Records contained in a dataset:
-----

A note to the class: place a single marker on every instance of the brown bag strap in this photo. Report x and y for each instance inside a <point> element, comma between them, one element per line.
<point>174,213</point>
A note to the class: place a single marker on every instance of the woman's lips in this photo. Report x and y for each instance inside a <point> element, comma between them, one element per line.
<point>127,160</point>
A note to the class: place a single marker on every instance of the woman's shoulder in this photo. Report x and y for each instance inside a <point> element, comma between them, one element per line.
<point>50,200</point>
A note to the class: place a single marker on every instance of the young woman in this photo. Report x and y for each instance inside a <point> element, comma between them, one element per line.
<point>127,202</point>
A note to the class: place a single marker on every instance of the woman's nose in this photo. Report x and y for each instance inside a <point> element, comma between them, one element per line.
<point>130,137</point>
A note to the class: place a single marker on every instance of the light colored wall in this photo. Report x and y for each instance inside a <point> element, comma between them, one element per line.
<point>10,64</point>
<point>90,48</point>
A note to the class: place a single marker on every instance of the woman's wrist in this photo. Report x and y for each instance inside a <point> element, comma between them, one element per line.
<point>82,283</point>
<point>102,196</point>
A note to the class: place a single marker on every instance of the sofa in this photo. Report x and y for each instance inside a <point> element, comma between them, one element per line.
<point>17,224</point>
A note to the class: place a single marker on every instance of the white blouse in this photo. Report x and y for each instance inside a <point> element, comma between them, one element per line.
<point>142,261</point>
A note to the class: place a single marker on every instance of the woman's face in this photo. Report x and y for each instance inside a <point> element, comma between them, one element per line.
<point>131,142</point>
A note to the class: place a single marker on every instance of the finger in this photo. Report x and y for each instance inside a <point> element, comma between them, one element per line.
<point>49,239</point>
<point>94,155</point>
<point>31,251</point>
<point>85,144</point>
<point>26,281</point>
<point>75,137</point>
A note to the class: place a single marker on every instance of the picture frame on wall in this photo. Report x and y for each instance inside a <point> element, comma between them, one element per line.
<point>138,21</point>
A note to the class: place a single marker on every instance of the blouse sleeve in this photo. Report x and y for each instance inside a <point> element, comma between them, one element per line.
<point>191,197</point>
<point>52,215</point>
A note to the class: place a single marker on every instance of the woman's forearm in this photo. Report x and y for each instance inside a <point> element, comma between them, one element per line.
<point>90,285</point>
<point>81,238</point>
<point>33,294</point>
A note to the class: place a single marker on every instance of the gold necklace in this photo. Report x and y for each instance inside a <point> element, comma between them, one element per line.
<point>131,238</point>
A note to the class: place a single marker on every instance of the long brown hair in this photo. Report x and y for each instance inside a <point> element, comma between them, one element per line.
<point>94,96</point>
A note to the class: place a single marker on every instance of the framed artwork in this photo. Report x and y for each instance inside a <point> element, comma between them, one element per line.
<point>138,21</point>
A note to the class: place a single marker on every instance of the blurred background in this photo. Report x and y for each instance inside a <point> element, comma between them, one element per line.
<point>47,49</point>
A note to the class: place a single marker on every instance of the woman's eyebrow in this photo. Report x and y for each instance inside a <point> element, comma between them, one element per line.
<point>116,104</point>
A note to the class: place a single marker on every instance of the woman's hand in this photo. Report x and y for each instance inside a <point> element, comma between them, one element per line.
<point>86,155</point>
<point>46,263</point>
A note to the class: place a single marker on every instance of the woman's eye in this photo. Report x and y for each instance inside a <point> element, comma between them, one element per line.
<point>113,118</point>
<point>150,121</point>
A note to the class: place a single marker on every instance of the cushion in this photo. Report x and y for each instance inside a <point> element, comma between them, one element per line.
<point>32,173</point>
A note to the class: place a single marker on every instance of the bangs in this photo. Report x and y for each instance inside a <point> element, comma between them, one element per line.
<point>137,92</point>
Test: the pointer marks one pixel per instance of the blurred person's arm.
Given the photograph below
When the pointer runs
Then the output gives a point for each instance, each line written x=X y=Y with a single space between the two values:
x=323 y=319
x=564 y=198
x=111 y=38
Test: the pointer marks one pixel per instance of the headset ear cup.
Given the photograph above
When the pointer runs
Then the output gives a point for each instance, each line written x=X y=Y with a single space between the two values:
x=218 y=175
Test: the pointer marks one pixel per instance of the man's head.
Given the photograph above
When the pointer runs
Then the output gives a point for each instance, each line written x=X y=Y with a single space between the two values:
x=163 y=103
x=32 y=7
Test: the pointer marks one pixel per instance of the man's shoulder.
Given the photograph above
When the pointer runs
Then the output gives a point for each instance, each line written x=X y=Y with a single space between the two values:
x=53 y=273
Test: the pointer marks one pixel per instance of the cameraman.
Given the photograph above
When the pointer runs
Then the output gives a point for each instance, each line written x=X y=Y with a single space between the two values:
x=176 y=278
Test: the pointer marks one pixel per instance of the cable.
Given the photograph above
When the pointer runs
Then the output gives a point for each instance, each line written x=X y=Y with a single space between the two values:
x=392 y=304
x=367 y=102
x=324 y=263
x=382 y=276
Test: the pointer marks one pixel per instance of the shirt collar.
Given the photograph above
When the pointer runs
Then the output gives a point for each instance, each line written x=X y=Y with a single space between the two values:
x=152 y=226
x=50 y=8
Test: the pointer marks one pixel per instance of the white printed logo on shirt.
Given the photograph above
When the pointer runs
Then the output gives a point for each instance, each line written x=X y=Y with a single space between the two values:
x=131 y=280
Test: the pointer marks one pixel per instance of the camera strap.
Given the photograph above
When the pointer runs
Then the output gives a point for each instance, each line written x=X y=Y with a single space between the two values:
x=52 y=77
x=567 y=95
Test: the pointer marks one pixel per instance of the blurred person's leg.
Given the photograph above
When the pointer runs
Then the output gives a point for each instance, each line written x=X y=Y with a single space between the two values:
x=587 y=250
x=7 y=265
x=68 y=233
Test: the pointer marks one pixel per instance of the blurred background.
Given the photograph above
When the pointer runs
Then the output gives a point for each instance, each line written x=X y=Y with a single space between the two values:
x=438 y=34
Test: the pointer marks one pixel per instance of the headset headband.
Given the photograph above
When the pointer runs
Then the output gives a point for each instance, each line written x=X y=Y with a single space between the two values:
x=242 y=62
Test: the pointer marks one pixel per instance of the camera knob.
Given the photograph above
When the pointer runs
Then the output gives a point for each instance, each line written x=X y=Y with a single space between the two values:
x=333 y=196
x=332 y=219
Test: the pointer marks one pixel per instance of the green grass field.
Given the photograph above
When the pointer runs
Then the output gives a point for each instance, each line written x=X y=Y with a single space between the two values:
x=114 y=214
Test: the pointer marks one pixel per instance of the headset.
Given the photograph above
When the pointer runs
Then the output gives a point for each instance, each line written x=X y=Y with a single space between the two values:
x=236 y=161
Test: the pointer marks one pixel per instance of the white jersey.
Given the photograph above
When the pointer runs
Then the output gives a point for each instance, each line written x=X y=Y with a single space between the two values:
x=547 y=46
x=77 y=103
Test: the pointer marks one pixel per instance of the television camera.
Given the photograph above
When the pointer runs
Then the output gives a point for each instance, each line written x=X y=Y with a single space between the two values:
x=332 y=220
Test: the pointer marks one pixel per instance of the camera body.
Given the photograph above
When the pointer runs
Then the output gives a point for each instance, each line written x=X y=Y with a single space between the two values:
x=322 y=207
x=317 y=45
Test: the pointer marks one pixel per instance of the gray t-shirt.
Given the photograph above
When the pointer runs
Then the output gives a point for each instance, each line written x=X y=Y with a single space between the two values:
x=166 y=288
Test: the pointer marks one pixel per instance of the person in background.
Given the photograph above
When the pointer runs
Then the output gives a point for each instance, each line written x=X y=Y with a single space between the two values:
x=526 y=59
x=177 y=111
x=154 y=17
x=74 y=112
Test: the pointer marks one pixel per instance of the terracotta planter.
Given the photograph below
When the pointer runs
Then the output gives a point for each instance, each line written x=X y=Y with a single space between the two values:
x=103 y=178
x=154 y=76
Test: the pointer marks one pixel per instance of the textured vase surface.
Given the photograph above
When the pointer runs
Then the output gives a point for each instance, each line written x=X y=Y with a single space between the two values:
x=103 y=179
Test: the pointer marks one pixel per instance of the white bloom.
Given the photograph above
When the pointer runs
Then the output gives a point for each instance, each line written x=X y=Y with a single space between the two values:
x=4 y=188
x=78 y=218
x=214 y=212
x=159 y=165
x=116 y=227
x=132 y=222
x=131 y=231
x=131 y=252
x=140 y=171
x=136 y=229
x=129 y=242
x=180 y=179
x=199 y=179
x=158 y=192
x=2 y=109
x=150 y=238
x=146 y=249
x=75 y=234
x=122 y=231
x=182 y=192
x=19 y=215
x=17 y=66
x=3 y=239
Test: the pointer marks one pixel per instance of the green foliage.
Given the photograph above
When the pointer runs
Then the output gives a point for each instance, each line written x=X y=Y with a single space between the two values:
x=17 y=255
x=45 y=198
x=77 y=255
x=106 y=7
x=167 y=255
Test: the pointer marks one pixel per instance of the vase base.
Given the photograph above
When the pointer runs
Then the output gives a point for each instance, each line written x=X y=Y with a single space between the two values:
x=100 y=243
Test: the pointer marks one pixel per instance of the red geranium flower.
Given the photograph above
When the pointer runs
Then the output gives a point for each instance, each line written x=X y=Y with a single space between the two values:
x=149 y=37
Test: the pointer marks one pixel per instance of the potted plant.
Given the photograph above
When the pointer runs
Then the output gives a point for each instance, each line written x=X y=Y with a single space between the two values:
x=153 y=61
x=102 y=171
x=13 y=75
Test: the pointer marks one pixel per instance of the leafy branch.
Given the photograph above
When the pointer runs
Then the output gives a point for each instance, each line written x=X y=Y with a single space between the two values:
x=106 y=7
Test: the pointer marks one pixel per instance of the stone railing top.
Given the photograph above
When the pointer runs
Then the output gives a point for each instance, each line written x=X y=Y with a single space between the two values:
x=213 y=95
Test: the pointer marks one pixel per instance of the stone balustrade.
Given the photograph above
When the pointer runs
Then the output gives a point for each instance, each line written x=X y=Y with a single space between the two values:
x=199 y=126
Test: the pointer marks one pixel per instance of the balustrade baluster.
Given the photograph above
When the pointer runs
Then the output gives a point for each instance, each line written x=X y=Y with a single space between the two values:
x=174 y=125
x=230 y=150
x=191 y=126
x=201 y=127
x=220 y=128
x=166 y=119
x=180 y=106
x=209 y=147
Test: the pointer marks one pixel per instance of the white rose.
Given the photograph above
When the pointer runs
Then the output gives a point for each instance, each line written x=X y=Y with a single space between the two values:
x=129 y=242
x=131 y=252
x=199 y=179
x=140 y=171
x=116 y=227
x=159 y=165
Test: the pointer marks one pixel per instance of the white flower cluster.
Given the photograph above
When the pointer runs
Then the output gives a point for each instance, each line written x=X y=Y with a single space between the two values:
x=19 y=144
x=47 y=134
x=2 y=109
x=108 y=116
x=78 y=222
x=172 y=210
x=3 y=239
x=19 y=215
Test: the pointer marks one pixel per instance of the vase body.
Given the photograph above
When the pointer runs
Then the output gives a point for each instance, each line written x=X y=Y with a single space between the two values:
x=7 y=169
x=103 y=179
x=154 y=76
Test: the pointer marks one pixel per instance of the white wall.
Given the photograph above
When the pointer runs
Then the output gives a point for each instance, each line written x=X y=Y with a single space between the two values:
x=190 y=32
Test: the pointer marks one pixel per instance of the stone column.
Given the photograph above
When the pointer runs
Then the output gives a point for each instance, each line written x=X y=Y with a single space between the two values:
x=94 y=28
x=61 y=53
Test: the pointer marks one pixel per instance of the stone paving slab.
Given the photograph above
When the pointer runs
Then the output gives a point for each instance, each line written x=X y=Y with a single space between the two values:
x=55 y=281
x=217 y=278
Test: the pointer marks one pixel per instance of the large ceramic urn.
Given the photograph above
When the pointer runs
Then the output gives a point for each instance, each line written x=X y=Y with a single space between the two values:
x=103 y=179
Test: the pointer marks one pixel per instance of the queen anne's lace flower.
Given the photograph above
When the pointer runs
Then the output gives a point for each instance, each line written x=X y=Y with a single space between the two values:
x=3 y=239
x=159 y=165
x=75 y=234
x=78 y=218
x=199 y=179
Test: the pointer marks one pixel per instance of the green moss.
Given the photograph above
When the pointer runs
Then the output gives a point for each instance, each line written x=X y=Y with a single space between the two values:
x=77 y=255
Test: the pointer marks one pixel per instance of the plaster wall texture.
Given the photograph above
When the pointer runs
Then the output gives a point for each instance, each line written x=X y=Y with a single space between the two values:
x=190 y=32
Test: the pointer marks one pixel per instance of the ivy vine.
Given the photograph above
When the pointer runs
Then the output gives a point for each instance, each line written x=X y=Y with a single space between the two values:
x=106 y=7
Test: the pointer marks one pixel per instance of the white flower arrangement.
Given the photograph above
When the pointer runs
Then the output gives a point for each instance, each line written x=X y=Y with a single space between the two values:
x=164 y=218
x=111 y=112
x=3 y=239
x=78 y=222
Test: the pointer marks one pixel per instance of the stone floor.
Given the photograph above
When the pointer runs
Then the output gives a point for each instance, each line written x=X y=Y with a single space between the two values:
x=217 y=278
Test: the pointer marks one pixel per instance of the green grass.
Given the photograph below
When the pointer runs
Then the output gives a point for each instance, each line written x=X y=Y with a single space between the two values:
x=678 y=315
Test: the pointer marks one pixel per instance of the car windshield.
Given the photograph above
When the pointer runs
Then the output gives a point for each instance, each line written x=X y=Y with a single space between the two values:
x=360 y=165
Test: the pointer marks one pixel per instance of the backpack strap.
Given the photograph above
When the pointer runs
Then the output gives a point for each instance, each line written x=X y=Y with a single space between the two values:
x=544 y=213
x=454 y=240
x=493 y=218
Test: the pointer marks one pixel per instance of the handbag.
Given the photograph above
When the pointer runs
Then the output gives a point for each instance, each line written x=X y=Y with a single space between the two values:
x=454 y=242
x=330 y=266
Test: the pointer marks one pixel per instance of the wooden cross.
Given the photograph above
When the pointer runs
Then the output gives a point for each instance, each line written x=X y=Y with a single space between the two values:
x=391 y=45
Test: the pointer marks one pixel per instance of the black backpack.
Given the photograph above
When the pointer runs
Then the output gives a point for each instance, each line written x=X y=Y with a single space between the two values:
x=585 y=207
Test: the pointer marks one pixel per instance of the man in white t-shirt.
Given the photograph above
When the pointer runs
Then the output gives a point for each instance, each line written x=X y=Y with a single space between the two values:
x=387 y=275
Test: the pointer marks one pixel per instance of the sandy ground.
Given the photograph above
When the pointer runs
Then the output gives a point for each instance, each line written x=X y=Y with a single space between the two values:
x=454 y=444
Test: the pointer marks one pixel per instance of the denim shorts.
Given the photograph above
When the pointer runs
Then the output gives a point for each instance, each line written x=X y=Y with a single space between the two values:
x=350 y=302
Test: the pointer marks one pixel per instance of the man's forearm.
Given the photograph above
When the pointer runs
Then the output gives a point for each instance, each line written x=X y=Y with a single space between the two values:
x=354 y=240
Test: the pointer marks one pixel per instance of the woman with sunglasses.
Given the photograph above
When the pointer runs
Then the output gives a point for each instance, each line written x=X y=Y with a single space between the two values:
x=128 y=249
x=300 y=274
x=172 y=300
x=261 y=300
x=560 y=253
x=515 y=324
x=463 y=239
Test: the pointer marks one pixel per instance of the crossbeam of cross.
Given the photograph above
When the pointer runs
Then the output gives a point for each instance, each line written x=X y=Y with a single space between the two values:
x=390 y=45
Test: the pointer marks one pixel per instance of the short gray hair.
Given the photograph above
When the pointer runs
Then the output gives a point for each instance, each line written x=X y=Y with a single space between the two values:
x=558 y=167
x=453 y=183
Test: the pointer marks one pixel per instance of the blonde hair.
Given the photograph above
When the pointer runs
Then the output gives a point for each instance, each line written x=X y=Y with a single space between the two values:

-----

== What to produce ==
Could you return every line from the entries above in which the string "backpack" occurs?

== Solution to the problem ==
Test: the pointer marks one pixel per instance of the backpack strap.
Test: the pointer marks one pixel per instance of the black backpack.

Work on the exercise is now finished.